GIVEN TASK -
Copy the lines from the records word for word, starting at the line that contains "Could you please outline every instance of the stage" and ending after the line that contains "241), (34, 236)]]".

>> Begin THE DATA

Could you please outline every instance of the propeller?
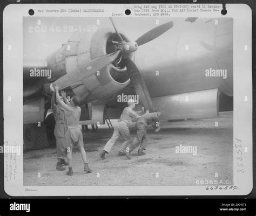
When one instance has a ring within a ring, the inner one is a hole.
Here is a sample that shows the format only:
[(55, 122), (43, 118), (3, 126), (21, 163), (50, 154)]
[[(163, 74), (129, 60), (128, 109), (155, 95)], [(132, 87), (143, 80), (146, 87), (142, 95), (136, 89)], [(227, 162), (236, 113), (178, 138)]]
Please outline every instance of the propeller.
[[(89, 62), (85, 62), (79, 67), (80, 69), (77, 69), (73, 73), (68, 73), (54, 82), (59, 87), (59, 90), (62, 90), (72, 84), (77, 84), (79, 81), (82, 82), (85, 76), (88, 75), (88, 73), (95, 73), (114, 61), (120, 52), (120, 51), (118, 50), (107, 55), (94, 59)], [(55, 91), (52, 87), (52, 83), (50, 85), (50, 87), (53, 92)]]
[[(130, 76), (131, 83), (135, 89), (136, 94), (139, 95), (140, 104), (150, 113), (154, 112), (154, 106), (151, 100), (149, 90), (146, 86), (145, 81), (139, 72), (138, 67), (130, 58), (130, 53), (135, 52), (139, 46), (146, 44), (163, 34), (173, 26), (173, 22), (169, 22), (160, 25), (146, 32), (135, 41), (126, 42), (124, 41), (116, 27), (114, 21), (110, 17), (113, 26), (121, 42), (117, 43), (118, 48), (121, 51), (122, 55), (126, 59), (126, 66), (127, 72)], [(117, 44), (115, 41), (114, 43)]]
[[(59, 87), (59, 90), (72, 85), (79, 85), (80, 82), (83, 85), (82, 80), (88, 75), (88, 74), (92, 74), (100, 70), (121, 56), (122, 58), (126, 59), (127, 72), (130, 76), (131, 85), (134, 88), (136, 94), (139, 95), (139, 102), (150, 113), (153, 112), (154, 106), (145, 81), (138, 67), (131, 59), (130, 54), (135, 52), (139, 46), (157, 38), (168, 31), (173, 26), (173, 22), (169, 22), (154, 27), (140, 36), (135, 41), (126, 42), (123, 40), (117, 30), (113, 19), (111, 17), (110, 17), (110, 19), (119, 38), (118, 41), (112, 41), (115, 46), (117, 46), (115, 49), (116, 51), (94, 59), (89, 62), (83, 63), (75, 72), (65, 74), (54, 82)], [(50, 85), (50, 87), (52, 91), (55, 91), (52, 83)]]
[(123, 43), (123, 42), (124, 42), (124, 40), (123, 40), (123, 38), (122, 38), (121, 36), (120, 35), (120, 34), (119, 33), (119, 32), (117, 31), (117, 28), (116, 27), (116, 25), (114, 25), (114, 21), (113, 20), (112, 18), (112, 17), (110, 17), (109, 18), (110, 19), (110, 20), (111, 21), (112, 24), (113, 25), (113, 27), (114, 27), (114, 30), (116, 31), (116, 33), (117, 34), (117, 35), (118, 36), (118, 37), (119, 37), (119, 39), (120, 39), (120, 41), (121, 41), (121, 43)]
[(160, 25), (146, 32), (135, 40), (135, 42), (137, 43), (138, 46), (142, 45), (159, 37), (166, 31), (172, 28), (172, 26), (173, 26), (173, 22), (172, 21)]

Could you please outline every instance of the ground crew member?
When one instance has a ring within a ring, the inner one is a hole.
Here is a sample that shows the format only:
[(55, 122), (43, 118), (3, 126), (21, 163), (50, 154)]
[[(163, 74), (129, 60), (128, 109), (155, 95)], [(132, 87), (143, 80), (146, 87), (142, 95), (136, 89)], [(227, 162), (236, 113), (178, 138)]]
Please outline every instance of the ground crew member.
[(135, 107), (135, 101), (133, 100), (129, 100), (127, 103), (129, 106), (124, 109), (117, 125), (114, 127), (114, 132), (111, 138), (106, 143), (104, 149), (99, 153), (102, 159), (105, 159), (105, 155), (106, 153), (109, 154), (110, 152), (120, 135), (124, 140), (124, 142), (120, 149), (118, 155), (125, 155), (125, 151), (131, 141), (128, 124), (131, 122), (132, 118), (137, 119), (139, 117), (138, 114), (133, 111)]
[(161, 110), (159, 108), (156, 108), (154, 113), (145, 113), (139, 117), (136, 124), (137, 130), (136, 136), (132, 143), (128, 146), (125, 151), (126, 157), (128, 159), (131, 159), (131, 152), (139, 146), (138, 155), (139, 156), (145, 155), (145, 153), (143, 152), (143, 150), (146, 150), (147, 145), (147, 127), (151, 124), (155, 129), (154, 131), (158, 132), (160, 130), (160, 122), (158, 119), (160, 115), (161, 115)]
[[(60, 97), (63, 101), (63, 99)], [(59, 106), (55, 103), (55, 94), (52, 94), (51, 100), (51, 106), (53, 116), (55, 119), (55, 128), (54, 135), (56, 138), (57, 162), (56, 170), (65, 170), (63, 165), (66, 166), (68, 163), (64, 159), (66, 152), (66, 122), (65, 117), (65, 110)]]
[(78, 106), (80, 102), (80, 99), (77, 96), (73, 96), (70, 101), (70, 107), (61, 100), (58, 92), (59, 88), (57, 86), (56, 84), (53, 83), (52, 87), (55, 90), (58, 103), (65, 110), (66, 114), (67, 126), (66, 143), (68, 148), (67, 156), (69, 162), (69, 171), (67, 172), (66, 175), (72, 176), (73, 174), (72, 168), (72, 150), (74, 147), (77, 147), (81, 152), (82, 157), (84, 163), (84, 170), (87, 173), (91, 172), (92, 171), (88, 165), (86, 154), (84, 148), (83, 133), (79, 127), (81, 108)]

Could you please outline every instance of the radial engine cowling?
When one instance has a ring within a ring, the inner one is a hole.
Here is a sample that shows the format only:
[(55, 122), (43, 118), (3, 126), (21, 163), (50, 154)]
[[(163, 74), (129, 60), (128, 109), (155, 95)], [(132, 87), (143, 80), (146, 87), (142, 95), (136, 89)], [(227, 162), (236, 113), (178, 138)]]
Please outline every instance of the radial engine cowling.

>> End THE DATA
>> Begin THE DATA

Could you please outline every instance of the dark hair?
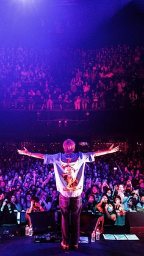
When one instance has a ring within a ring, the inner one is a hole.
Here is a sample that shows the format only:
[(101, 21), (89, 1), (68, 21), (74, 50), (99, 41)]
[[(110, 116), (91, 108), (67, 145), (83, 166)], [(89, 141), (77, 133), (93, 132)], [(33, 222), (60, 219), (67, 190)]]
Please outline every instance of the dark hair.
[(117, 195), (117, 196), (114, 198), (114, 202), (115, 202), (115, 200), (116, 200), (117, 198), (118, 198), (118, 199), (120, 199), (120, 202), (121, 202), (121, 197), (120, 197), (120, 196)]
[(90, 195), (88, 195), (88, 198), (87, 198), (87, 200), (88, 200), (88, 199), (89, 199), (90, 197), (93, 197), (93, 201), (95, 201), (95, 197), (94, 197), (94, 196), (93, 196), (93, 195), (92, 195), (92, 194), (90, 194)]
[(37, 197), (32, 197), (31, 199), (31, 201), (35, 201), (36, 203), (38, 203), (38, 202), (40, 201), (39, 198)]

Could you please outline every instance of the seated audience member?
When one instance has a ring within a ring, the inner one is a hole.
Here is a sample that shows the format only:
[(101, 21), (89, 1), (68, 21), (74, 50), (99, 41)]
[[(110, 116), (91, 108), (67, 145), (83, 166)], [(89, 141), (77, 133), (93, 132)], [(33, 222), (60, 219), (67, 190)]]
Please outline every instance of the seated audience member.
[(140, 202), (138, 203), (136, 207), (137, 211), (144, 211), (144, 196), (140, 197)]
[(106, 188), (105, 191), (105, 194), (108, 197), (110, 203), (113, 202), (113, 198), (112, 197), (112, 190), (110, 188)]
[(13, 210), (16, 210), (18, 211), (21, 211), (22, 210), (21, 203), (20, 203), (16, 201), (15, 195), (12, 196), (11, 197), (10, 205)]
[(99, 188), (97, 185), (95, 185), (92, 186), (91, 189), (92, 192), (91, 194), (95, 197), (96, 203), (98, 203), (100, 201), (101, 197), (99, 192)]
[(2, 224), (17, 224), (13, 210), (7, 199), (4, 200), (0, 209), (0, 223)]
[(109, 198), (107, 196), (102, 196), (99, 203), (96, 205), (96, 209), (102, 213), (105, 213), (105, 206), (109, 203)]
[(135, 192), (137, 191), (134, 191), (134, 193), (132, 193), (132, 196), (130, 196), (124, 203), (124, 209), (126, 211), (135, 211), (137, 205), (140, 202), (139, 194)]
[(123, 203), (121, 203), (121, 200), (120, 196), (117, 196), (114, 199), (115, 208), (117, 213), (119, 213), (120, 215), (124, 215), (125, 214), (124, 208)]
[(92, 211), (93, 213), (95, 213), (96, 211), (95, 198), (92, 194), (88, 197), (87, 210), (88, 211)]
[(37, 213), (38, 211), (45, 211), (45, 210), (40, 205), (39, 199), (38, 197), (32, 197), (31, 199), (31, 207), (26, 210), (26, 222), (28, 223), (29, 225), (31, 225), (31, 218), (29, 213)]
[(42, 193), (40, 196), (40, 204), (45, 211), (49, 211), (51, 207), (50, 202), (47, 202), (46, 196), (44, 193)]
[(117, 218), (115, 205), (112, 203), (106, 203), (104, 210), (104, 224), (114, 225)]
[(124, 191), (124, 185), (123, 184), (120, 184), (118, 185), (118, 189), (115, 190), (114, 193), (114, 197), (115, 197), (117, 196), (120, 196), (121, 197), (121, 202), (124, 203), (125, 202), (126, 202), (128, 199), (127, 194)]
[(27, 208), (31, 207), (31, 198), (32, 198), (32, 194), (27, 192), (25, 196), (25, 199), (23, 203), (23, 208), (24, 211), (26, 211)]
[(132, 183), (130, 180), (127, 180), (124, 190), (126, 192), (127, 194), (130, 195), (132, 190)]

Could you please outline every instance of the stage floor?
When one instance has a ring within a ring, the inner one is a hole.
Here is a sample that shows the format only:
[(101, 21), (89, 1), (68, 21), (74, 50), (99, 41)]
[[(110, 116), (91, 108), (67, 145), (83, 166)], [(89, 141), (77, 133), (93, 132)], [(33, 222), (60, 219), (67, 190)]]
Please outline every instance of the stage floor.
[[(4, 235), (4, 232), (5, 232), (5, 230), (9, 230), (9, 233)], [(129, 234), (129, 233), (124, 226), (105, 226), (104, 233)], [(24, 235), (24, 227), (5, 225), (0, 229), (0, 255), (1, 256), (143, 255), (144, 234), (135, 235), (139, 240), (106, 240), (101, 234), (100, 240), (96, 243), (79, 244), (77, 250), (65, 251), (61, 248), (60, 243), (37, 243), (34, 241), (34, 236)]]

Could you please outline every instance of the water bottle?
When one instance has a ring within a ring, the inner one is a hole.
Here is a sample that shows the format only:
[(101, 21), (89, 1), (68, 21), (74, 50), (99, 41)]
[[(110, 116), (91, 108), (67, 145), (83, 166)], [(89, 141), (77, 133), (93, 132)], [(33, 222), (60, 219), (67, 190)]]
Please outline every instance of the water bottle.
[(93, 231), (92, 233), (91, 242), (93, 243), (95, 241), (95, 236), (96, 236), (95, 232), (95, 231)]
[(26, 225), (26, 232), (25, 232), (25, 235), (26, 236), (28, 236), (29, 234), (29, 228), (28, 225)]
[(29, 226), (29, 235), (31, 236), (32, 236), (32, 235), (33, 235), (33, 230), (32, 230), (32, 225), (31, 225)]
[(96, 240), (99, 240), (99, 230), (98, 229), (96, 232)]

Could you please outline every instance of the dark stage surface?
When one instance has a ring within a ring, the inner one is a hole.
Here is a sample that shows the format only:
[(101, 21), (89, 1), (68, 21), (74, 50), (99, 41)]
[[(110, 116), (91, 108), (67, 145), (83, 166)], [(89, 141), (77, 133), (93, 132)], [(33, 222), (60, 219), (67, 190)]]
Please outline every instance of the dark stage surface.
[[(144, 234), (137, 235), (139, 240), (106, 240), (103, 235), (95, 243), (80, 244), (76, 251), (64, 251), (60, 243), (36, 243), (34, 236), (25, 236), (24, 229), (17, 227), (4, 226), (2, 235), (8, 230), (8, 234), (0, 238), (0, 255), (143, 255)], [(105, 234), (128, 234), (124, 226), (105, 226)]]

>> End THE DATA

RESULT FOR THIS EXERCISE -
Could you please outline every instance of the stage floor?
When one instance has a ring within a ring, the inner one is a hole.
Here is a sample that shows the format only:
[(101, 21), (89, 1), (68, 21), (74, 50), (99, 41)]
[[(110, 116), (91, 108), (67, 145), (83, 166)], [(89, 141), (77, 133), (93, 132)], [(33, 222), (60, 219), (67, 190)]]
Please outline every instance of the stage floor.
[[(4, 235), (4, 232), (5, 232), (5, 230), (9, 230), (9, 233)], [(129, 234), (129, 233), (124, 226), (105, 226), (104, 233)], [(24, 235), (24, 227), (5, 225), (0, 229), (0, 255), (1, 256), (143, 255), (144, 234), (135, 235), (139, 240), (106, 240), (101, 234), (100, 240), (96, 243), (79, 244), (77, 250), (65, 251), (61, 248), (60, 243), (37, 243), (34, 241), (34, 236)]]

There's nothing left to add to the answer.